List every person the text below names by full name.
(Beginning of Selected text)
Adrenaline and energy really going this week. Piss and vinegar, the old folks say. Sat out on the porch the other night until midnight, writing the Chuck Dixon draft on ANODYNE 2 (short and fast descriptions, the rough-sketch draft of the script) and plotted out-ha ha-three and four. Want to wrap it up over the weekend, maybe, show it to my co-NIGHT RADIO peeps and hammer it around one last time.
Had a completely insane idea that I just can't seem to shake, and I want to start clearing shit off of my desk so I can get to it. Listening incessantly to Brian Wilson's aborted masterpiece Smile and can't believe that, at twenty-six, I find myself a Beach Boys fan.
Mike Love is a dick.
One thing of interest this week was the start of an interview with me for a comics news sort of thing. Good questions, too; heavy and interesting in that 1)no one's ever asked me before (that I wasn't sleeping with) and 2)someone, somewhere, apparently thinks there's an audience for what I think who isn't Jonah Weiland.
I'm gratified, to say the least.
Part of the interview, which I'm certain is novel in part because I've never really been interviewed before, asks lots of questions about how I got interested in comics. And as I started to answer, I realized a lot of strange stuff happened to get me in-coincidences and confluences and a lot of pig ignorance.
(End of Selected text)
(Beginning of Source information)
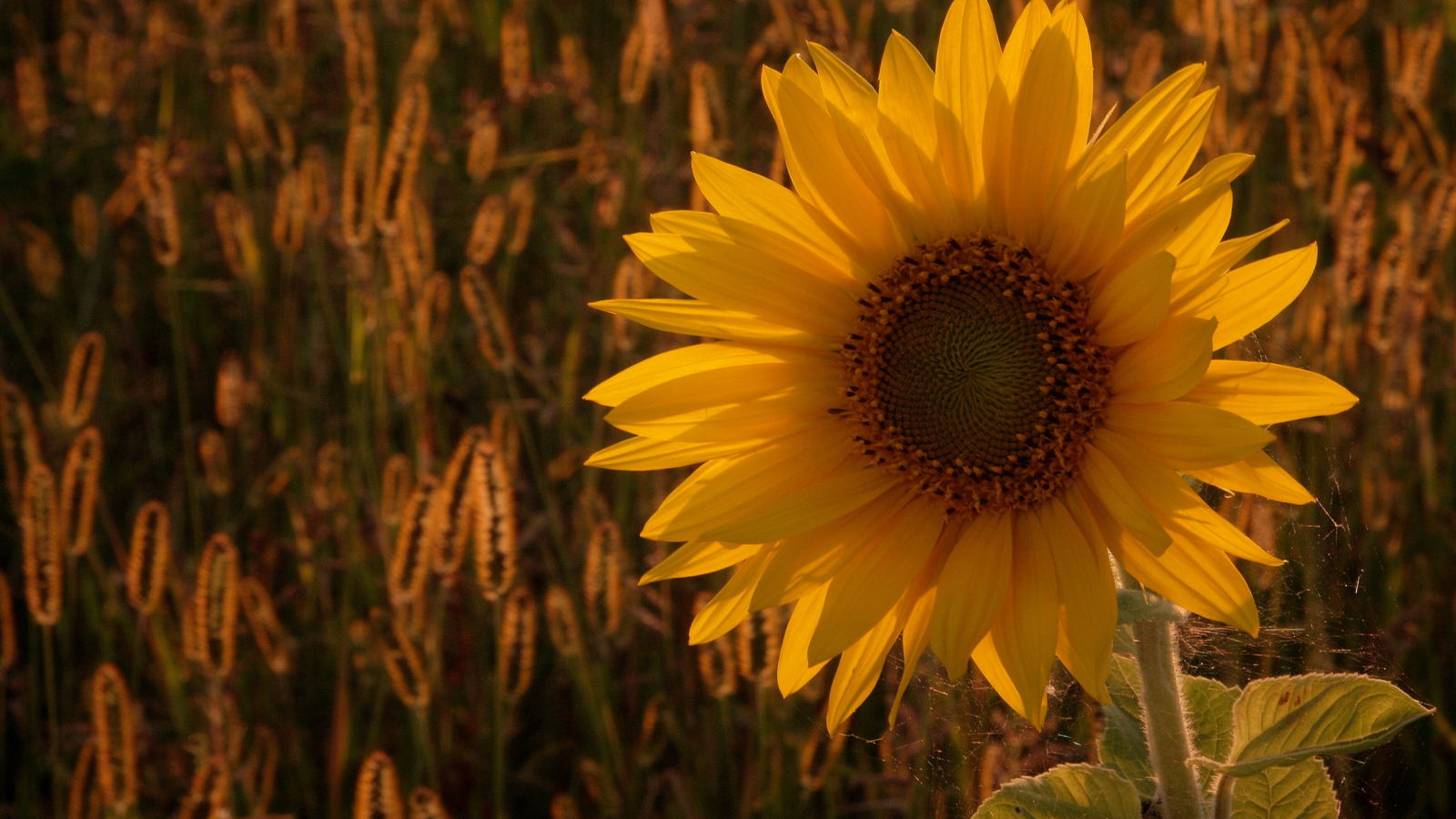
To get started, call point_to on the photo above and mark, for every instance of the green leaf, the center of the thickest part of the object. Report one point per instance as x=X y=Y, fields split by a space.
x=1210 y=714
x=1067 y=792
x=1286 y=719
x=1125 y=745
x=1135 y=605
x=1296 y=792
x=1125 y=742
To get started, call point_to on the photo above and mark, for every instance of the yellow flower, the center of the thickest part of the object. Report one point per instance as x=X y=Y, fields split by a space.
x=965 y=365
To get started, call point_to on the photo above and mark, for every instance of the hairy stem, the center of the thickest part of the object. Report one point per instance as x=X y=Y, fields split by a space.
x=1165 y=720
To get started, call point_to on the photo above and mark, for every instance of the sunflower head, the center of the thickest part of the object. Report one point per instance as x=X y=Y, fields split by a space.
x=965 y=366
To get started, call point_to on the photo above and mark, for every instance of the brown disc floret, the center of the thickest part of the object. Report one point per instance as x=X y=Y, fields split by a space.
x=975 y=375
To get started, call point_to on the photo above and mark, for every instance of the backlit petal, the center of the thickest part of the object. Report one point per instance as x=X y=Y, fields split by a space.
x=1270 y=394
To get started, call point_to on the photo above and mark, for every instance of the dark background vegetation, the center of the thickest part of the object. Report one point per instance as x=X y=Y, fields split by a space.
x=1347 y=106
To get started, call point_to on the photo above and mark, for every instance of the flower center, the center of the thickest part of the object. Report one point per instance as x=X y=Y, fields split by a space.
x=975 y=375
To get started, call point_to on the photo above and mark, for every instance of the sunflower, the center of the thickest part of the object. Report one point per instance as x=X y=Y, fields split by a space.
x=965 y=365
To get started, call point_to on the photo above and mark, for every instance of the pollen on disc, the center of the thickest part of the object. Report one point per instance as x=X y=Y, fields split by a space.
x=975 y=375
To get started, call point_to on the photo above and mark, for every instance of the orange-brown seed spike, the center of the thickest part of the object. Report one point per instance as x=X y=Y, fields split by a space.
x=400 y=160
x=85 y=225
x=516 y=643
x=411 y=560
x=116 y=739
x=402 y=662
x=82 y=379
x=149 y=557
x=487 y=230
x=495 y=525
x=516 y=56
x=456 y=504
x=41 y=545
x=360 y=177
x=521 y=201
x=229 y=395
x=215 y=606
x=376 y=793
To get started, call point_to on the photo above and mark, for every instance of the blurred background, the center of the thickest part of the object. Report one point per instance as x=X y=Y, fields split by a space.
x=293 y=336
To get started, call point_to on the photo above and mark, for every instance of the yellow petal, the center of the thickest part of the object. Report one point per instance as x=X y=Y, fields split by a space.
x=788 y=252
x=1177 y=506
x=1270 y=394
x=817 y=164
x=1193 y=574
x=1024 y=35
x=740 y=278
x=695 y=359
x=730 y=605
x=1114 y=493
x=1024 y=636
x=1178 y=150
x=965 y=67
x=1257 y=474
x=723 y=490
x=1087 y=617
x=763 y=401
x=863 y=662
x=743 y=194
x=854 y=106
x=1165 y=365
x=1167 y=228
x=1232 y=251
x=812 y=560
x=972 y=589
x=794 y=653
x=997 y=146
x=1142 y=131
x=699 y=557
x=691 y=317
x=915 y=640
x=1186 y=435
x=1198 y=290
x=875 y=577
x=801 y=509
x=1088 y=225
x=1128 y=307
x=1257 y=292
x=1193 y=245
x=640 y=453
x=1045 y=116
x=909 y=131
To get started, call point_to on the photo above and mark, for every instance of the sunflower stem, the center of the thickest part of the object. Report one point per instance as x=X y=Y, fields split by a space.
x=1165 y=720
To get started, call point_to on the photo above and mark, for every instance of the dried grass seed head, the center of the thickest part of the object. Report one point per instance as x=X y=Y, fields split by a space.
x=149 y=557
x=41 y=545
x=82 y=379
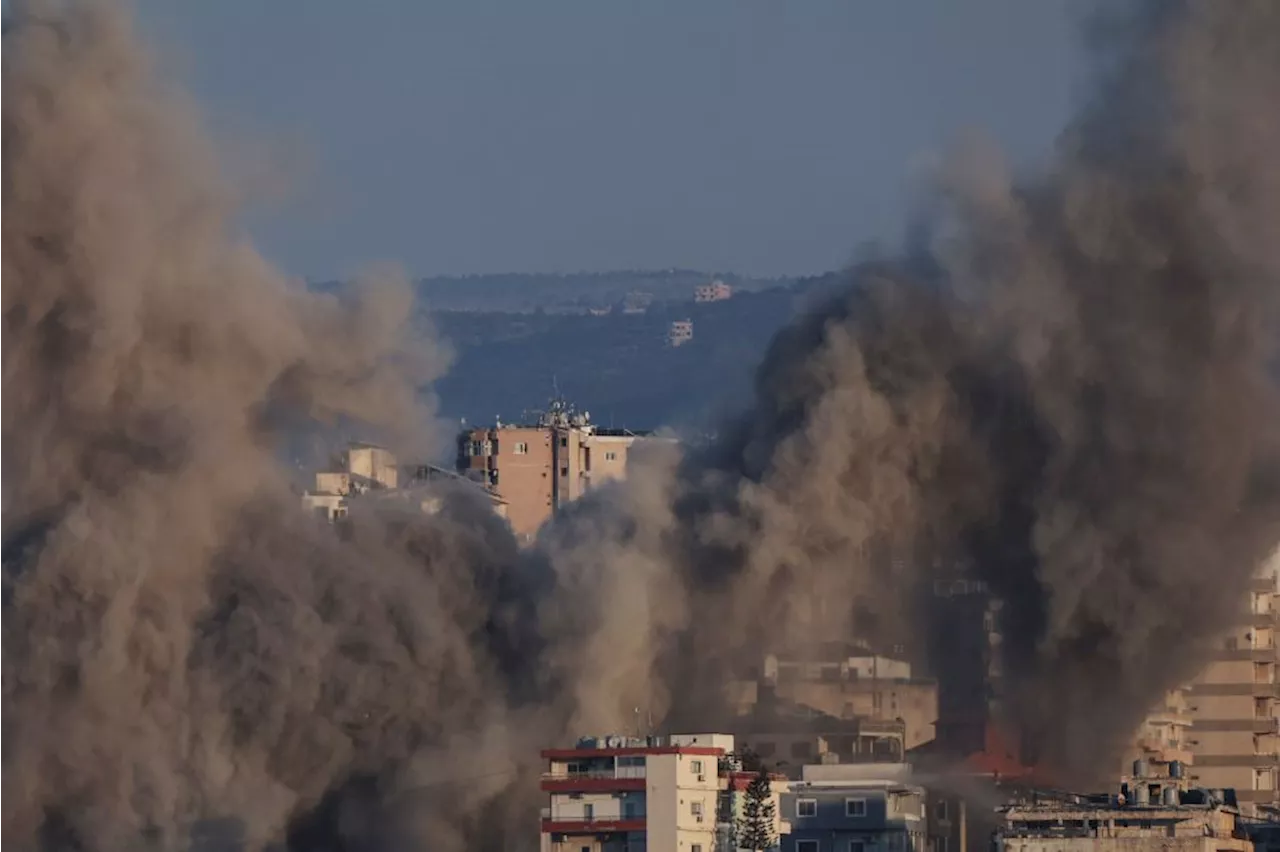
(End of Source information)
- _Exercise answer_
Chuck Dixon, Brian Wilson, Mike Love, Jonah Weiland